Task details: Pull out every line in the entries below that contains the word "illuminated" and copy each one in full. Matching is case-sensitive.
►
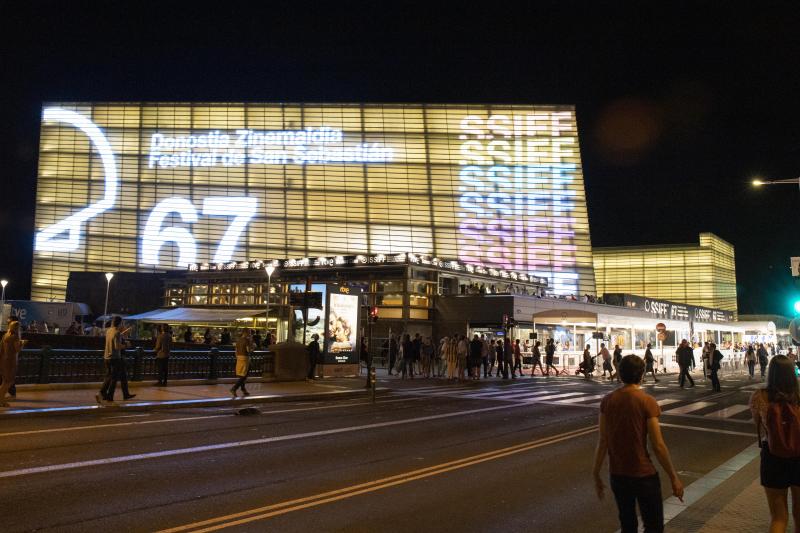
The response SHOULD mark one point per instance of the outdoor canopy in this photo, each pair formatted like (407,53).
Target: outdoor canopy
(189,314)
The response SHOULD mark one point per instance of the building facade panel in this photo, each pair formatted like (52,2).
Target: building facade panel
(155,186)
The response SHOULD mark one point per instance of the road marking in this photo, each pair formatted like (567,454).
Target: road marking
(582,399)
(236,444)
(188,418)
(726,412)
(696,406)
(709,430)
(261,513)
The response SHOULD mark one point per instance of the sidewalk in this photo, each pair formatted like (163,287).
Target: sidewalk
(33,401)
(737,504)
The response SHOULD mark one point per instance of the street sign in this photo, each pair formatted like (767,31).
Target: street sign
(793,330)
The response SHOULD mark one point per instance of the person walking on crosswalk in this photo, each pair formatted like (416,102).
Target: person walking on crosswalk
(685,357)
(715,362)
(537,359)
(649,362)
(628,418)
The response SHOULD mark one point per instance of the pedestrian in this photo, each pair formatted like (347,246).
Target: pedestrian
(715,360)
(244,347)
(485,351)
(750,358)
(537,359)
(162,349)
(685,357)
(475,355)
(549,353)
(428,354)
(10,347)
(605,355)
(313,356)
(517,358)
(115,364)
(587,366)
(763,359)
(616,359)
(776,411)
(393,346)
(508,362)
(451,356)
(462,349)
(649,363)
(628,417)
(408,357)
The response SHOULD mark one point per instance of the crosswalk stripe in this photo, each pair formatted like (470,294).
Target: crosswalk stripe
(582,399)
(728,411)
(696,406)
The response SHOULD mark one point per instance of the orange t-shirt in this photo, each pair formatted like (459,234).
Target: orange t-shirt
(626,411)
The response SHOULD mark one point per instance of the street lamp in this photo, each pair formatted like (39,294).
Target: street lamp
(269,270)
(3,283)
(109,275)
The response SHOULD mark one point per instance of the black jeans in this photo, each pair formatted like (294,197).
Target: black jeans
(647,492)
(684,376)
(162,366)
(715,379)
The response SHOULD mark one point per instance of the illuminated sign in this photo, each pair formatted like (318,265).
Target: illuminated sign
(493,190)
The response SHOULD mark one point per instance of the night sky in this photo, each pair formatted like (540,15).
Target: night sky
(677,110)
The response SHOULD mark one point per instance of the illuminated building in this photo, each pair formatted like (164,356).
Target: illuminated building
(701,274)
(151,187)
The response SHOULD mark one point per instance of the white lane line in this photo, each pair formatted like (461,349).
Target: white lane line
(667,401)
(236,444)
(696,406)
(710,430)
(582,399)
(189,418)
(728,411)
(700,487)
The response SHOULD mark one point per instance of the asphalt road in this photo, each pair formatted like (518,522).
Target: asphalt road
(489,455)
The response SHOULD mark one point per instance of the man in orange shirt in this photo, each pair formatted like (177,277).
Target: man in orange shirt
(627,417)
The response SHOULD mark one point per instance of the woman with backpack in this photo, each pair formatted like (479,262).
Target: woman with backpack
(776,413)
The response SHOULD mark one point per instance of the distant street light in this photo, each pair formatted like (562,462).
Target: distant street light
(3,283)
(269,270)
(109,275)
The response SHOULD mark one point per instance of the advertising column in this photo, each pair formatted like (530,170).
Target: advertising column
(340,349)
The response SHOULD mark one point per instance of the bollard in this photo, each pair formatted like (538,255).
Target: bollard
(212,363)
(44,365)
(373,381)
(138,356)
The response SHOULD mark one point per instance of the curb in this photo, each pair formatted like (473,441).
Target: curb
(184,404)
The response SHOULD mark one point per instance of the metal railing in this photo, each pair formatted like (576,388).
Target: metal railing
(47,365)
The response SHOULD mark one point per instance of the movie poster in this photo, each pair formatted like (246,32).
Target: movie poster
(342,329)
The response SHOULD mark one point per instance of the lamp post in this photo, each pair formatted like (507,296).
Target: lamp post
(109,275)
(3,283)
(269,269)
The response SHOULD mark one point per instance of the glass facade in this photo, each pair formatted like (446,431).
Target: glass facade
(703,275)
(156,186)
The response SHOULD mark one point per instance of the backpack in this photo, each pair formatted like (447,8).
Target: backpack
(783,429)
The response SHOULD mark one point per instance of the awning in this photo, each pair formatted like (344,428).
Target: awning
(196,315)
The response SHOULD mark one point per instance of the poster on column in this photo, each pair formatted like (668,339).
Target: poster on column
(341,329)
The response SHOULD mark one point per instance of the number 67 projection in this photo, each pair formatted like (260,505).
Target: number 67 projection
(241,208)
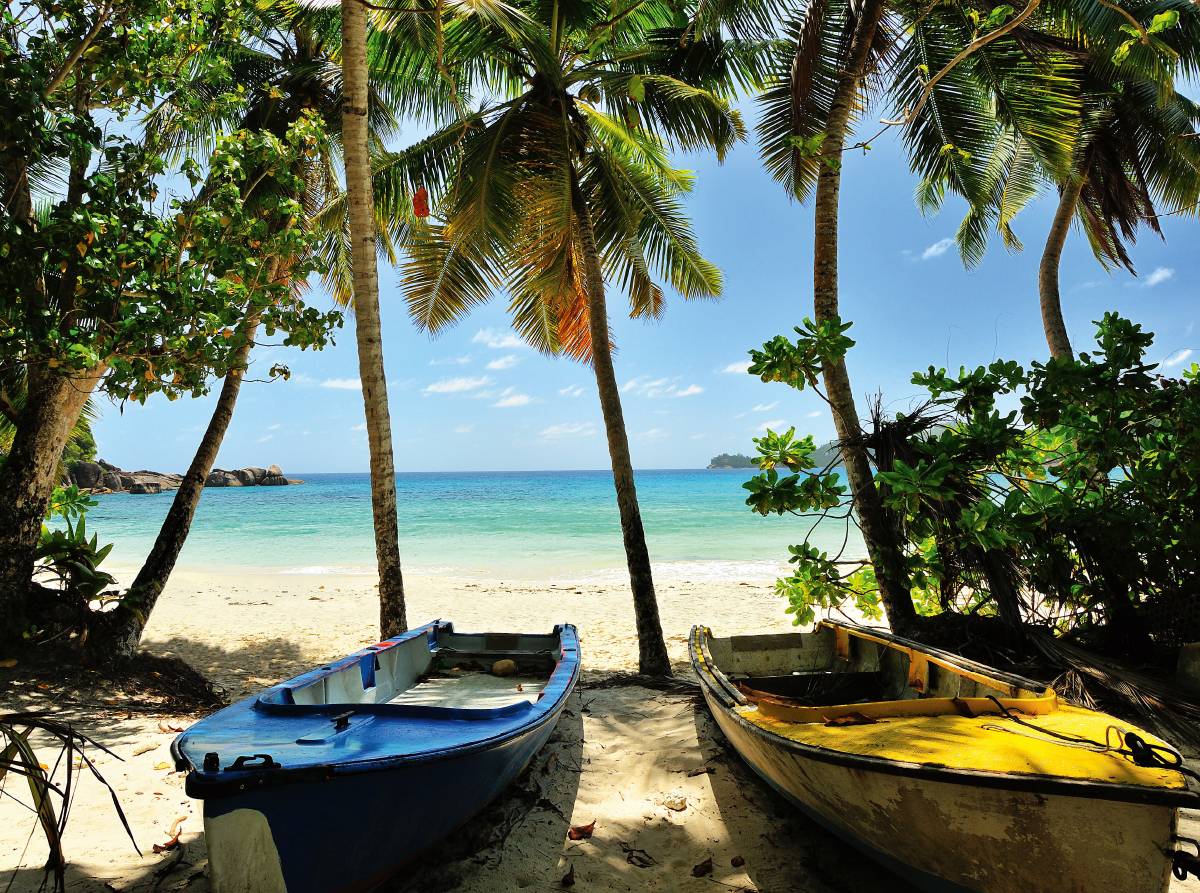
◄
Exercise solution:
The response SHOULD mark one point per instance of the illuminated sign in this photo, each pair formatted like (318,265).
Target: illuminated sign
The response SHOULD mark one point per instance of the illuminated building in this photo, each pair formatted like (164,356).
Target: illuminated building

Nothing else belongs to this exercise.